++++ Task input ++++

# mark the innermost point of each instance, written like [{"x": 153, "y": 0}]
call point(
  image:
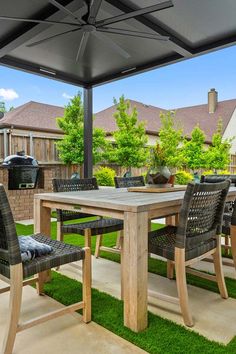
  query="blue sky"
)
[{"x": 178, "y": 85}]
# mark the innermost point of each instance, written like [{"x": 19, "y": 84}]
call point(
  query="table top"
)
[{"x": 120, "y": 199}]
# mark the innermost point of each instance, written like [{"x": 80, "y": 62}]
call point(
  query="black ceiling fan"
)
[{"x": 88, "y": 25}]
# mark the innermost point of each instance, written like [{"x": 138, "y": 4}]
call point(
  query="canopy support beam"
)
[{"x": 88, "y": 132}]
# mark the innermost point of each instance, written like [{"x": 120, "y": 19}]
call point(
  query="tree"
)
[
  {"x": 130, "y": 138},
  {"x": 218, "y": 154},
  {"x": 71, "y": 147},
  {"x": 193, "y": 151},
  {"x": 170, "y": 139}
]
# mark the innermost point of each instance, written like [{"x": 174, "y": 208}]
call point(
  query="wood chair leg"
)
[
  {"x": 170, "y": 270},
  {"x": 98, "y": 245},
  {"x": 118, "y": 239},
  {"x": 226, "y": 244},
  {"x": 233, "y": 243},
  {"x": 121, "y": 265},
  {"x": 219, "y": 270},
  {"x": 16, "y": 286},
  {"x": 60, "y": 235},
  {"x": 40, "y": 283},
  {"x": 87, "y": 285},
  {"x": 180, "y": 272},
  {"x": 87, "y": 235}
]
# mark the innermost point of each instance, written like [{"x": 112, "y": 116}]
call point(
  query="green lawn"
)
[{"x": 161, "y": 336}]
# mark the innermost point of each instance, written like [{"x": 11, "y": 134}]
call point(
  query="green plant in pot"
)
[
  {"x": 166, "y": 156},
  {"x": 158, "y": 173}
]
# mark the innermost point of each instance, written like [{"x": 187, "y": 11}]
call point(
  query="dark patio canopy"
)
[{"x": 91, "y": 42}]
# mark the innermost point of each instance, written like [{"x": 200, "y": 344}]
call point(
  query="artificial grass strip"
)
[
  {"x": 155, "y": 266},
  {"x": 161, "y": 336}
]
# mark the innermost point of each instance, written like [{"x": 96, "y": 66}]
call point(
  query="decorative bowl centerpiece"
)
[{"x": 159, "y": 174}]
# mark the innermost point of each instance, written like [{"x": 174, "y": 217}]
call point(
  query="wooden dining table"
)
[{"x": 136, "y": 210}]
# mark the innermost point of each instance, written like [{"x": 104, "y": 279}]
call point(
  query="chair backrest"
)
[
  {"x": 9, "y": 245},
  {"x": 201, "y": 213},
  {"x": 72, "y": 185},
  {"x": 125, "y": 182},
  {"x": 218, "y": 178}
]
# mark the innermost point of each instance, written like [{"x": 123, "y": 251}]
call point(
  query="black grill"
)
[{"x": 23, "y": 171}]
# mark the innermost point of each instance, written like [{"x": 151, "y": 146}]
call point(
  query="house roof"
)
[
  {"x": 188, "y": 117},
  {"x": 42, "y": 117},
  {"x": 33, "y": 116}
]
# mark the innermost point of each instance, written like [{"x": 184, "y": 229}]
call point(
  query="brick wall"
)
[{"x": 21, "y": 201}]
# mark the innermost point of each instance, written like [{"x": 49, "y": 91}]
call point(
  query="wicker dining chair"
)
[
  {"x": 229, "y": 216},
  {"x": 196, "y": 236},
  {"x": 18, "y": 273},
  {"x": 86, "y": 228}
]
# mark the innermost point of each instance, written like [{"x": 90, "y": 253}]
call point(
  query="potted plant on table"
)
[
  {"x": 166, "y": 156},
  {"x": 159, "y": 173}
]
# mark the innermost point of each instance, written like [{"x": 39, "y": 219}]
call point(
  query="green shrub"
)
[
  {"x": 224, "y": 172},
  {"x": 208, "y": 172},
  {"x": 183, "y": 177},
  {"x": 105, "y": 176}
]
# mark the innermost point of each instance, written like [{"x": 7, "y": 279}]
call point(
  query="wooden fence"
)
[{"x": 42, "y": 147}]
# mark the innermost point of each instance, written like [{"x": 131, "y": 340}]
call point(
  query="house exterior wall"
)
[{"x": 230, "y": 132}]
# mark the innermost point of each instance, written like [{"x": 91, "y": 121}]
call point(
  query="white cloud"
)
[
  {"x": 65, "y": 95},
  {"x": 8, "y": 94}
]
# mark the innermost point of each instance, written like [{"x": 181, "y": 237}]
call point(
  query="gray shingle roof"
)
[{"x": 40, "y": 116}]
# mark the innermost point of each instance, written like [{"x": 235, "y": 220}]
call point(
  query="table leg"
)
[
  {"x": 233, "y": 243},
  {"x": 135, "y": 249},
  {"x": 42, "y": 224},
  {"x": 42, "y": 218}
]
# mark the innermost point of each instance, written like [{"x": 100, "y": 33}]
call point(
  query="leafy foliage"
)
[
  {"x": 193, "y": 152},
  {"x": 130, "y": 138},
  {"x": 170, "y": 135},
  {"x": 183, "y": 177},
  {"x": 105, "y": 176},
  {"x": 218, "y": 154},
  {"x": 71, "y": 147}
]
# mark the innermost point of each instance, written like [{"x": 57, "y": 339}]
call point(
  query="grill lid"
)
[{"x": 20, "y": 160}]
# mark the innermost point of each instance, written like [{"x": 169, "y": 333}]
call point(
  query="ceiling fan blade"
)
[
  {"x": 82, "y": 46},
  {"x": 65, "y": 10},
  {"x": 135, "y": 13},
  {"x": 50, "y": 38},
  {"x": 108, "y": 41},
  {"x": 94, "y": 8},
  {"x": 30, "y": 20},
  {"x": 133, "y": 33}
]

++++
++++ Task input ++++

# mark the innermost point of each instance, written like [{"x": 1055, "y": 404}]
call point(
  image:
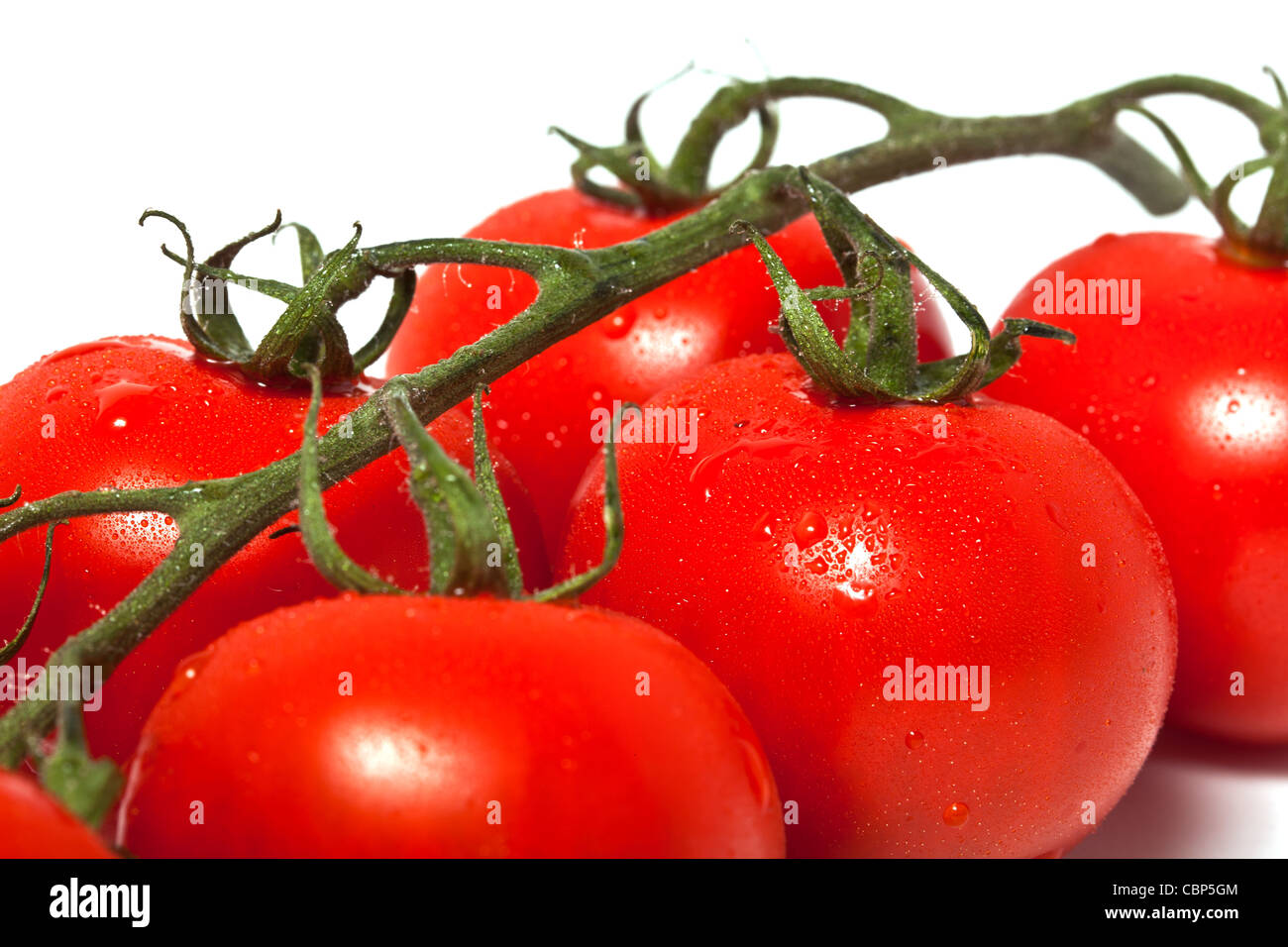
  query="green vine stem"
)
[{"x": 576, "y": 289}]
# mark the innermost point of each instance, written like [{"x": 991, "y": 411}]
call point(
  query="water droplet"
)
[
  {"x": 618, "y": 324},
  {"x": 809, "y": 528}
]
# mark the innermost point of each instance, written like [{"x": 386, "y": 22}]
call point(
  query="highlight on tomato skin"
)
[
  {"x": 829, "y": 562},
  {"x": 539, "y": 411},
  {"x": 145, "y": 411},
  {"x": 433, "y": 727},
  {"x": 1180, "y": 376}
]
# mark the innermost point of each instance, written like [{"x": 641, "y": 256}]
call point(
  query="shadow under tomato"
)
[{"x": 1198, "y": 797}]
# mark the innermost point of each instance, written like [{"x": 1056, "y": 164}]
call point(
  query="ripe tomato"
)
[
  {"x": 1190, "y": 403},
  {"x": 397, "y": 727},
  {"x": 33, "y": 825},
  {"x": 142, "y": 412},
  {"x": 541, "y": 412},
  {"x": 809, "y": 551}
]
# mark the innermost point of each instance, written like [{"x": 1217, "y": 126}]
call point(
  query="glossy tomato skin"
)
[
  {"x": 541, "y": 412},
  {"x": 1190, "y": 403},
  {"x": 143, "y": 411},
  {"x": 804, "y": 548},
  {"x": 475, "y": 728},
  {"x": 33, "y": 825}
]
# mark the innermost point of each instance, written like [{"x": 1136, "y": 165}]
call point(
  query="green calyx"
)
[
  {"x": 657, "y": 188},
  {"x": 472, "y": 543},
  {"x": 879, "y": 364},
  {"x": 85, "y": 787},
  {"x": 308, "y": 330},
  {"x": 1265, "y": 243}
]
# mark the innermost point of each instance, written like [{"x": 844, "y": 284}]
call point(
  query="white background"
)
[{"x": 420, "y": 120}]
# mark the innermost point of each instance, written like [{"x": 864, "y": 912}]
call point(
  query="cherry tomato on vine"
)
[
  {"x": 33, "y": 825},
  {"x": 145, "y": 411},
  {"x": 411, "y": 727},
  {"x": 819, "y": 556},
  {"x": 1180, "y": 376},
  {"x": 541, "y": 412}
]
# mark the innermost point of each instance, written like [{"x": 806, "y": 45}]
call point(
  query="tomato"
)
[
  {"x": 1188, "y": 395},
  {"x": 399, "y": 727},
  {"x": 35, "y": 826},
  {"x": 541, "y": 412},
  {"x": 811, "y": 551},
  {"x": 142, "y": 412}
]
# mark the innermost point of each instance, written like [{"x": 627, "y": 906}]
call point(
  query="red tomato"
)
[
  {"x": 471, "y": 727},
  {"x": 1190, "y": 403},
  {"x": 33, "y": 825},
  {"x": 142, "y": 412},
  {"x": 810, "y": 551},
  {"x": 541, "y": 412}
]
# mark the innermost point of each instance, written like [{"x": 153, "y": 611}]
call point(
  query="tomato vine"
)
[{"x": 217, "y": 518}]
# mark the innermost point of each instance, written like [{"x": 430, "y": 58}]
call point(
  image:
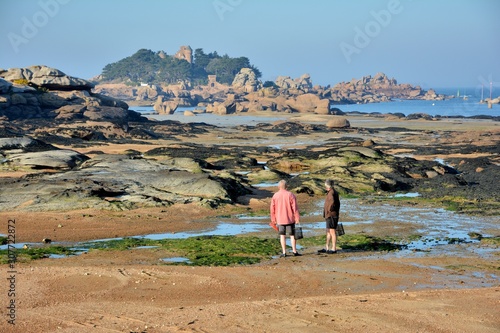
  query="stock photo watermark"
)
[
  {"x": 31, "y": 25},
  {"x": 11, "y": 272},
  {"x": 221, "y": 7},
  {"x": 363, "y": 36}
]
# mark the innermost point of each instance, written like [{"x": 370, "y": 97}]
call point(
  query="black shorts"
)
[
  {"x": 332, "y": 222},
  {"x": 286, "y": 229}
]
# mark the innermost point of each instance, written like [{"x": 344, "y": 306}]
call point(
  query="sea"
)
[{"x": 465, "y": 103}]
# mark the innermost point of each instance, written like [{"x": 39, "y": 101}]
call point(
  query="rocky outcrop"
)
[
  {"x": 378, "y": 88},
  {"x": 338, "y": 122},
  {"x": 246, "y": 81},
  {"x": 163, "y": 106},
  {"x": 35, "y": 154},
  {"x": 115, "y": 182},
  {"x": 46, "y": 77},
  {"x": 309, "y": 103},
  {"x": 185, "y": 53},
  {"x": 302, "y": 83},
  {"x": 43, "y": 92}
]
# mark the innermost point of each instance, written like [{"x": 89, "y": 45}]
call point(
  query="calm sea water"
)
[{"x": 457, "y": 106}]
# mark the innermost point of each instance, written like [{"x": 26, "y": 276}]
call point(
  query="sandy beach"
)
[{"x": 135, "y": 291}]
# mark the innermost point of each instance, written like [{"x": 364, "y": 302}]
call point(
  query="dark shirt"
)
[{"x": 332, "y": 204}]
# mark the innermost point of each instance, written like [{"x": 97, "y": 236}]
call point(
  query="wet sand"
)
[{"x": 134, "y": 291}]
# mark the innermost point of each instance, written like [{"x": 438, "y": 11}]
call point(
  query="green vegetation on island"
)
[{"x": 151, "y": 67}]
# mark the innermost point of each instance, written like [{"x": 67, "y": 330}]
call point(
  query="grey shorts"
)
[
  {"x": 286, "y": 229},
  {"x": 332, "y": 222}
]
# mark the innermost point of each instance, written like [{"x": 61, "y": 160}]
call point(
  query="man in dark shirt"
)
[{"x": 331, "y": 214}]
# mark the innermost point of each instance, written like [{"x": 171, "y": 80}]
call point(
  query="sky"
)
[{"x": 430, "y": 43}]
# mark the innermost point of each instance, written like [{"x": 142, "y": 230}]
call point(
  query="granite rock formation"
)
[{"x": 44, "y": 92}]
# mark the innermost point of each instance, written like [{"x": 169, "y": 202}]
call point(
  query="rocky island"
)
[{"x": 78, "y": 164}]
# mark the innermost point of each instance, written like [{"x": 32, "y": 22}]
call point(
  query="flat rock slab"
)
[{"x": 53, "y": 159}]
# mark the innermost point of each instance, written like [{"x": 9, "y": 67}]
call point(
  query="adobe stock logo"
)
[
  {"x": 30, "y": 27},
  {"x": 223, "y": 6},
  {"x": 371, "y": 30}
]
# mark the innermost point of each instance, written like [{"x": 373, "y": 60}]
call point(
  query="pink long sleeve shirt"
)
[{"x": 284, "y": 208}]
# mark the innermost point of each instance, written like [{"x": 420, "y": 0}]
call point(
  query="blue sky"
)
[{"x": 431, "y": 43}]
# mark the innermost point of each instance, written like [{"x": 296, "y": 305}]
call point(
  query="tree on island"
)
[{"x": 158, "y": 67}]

++++
++++ Task input ++++

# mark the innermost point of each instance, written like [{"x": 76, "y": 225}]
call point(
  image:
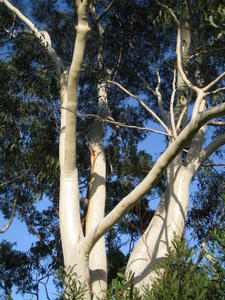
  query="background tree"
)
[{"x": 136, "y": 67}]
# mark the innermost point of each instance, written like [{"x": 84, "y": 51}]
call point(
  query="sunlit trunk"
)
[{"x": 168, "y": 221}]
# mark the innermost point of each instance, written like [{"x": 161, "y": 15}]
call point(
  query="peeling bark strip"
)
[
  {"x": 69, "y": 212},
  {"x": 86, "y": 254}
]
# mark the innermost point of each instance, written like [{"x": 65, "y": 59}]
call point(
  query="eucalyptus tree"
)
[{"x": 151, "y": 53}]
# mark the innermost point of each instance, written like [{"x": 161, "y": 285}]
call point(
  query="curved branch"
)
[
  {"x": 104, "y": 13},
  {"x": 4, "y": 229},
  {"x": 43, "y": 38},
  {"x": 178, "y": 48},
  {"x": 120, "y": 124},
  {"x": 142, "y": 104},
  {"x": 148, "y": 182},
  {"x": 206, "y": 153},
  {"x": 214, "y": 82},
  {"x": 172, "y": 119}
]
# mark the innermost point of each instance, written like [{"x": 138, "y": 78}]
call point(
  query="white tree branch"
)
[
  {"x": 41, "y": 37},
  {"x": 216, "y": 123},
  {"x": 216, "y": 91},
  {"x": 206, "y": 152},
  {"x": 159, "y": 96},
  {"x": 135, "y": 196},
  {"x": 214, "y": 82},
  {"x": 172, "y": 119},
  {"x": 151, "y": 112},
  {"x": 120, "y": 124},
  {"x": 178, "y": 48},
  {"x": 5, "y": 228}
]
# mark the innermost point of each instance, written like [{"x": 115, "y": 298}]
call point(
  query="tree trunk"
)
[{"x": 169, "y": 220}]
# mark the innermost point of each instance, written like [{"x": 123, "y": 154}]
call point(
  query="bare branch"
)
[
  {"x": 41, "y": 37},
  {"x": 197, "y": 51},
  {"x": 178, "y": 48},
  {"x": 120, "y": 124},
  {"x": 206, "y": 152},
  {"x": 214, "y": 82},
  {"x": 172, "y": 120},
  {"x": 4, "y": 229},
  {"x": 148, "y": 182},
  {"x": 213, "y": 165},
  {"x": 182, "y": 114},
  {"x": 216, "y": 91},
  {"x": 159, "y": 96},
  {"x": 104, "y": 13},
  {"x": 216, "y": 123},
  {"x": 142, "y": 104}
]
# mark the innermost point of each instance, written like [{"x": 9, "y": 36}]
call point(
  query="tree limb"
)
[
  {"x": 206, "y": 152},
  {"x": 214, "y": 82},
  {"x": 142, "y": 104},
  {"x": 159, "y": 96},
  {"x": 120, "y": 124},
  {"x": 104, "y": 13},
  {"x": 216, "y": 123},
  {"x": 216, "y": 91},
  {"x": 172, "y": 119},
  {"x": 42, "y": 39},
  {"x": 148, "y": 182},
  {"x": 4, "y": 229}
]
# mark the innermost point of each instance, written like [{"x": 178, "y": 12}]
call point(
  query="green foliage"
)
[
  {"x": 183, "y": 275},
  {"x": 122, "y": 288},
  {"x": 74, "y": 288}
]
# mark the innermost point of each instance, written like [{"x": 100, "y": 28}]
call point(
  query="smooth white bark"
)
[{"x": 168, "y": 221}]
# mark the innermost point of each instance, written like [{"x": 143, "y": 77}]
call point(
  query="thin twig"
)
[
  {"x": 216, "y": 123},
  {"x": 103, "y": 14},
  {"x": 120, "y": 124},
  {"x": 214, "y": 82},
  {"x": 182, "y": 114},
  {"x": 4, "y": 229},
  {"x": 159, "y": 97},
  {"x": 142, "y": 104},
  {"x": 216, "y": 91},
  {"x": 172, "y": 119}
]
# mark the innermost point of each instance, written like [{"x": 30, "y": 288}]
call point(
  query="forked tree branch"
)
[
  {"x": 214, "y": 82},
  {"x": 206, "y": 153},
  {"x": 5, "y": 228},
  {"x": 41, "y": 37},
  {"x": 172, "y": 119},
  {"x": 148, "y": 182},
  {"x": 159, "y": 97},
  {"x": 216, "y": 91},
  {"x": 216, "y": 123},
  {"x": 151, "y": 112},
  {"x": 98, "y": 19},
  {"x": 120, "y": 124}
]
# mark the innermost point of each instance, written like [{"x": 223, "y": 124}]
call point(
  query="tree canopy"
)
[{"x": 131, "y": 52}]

++++

#### What this task involves
Locate every line of the material above that contains the string "shirt", and copy each of those lines. Case counts.

#### Output
  query="dark shirt"
  query="man in dark shirt"
  query="pink long sleeve shirt"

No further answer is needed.